### Document text
# # # # # # #
Cancer immunotherapy resistance: The impact of microbiome-derived short-chain fatty acids and other emerging metabolites

Sini san regulates intestinal flora and short-chain fatty acids to ameliorate hepatocyte apoptosis and relieve CCl4-induced liver fibrosis in mice

Introduction

Si-Ni-San (SNS), a traditional Chinese medicine, is effective in treating liver fibrosis with an unclear mechanism. Although disturbance of intestinal flora and the subsequent secretion of short-chain fatty acids (SCFAs) is suggested to be involved in the progression of liver fibrosis, whether SNS produces the anti-fibrosis effect through the regulation of intestinal flora and SCFAs remains unclear.

Methods

In the current study, carbon tetrachloride (CCl4)-treated mice were dosed with SNS to examine the anti-fibrotic effects and the involved mechanism. Biochemical parameters, histological staining, and analyses of fibrotic gene expression were used to evaluate the anti-fibrotic effect of SNS, while intestinal flora and SCFA content were determined by 16S rRNA and LC-MS to evaluate the mechanism.
# # # # # # #
### What to work on
(a) Reproduce the part of the Si-Ni-San liver fibrosis text between "Introduction" and "SCFAs remains unclear.", inclusive.
(b) Write the next part of the Si-Ni-San liver fibrosis text, picking up after its last sentence.
# # # # # # #
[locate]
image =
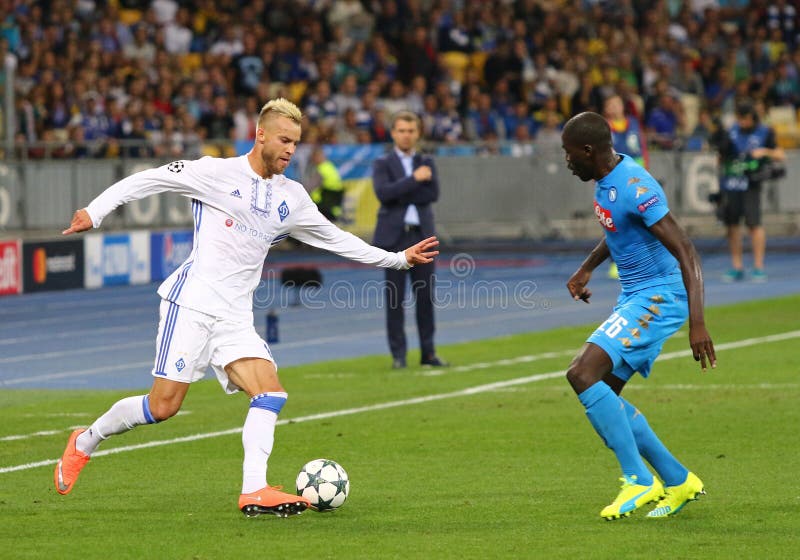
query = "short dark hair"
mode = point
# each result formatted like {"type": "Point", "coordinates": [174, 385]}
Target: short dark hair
{"type": "Point", "coordinates": [588, 128]}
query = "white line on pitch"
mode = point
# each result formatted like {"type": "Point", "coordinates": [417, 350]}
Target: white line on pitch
{"type": "Point", "coordinates": [488, 387]}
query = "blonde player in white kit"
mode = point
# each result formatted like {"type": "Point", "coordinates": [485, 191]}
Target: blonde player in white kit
{"type": "Point", "coordinates": [241, 206]}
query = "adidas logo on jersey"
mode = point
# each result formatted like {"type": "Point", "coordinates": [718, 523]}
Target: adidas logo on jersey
{"type": "Point", "coordinates": [604, 217]}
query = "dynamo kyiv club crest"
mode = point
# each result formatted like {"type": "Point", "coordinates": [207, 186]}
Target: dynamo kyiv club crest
{"type": "Point", "coordinates": [283, 210]}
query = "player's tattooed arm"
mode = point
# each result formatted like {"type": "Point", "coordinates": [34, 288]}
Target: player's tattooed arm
{"type": "Point", "coordinates": [674, 238]}
{"type": "Point", "coordinates": [578, 281]}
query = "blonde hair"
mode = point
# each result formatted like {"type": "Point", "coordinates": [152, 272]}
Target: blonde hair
{"type": "Point", "coordinates": [279, 107]}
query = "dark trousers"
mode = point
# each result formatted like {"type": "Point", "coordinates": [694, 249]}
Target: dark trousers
{"type": "Point", "coordinates": [422, 289]}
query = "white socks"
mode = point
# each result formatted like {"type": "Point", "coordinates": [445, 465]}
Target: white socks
{"type": "Point", "coordinates": [121, 417]}
{"type": "Point", "coordinates": [258, 436]}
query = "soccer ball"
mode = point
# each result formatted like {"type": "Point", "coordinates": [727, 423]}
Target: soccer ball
{"type": "Point", "coordinates": [324, 483]}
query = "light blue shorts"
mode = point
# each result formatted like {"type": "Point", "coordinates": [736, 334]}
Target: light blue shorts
{"type": "Point", "coordinates": [640, 323]}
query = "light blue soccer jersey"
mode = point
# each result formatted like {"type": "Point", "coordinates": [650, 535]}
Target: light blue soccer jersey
{"type": "Point", "coordinates": [627, 201]}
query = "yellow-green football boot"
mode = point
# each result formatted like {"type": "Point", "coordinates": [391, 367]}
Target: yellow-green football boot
{"type": "Point", "coordinates": [631, 497]}
{"type": "Point", "coordinates": [678, 496]}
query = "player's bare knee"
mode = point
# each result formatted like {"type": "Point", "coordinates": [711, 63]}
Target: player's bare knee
{"type": "Point", "coordinates": [579, 377]}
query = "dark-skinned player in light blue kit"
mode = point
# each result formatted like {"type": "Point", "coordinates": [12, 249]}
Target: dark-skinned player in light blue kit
{"type": "Point", "coordinates": [662, 285]}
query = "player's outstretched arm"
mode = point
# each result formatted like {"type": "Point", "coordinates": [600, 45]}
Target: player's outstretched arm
{"type": "Point", "coordinates": [80, 222]}
{"type": "Point", "coordinates": [678, 243]}
{"type": "Point", "coordinates": [423, 252]}
{"type": "Point", "coordinates": [580, 278]}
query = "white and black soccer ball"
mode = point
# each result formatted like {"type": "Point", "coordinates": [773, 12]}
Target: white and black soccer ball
{"type": "Point", "coordinates": [324, 483]}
# # # # # # #
### Set of answers
(a)
Introduction

Si-Ni-San (SNS), a traditional Chinese medicine, is effective in treating liver fibrosis with an unclear mechanism. Although disturbance of intestinal flora and the subsequent secretion of short-chain fatty acids (SCFAs) is suggested to be involved in the progression of liver fibrosis, whether SNS produces the anti-fibrosis effect through the regulation of intestinal flora and SCFAs remains unclear.

(b)
Results

In vivo results showed that SNS improved liver function, reduced hepatocyte apoptosis and FFAR2/3 expression, and restored intestinal dysbiosis and reduced PA, BA, and IsA levels. In vitro experiments showed that PA, BA, and IsA exacerbated TNF-α-induced HepG2 apoptosis. Notably, the protective effects of SNS were compromised in pseudo-sterile mice.

Discussion

In conclusion, our experimental results suggest that the disturbance in intestinal flora results in elevated SCFA levels, which further exacerbates hepatocyte apoptosis in liver fibrosis, while SNS suppresses CCl4-induced liver fibrosis at least partially by reinstating intestinal flora homeostasis and reducing SCFA levels.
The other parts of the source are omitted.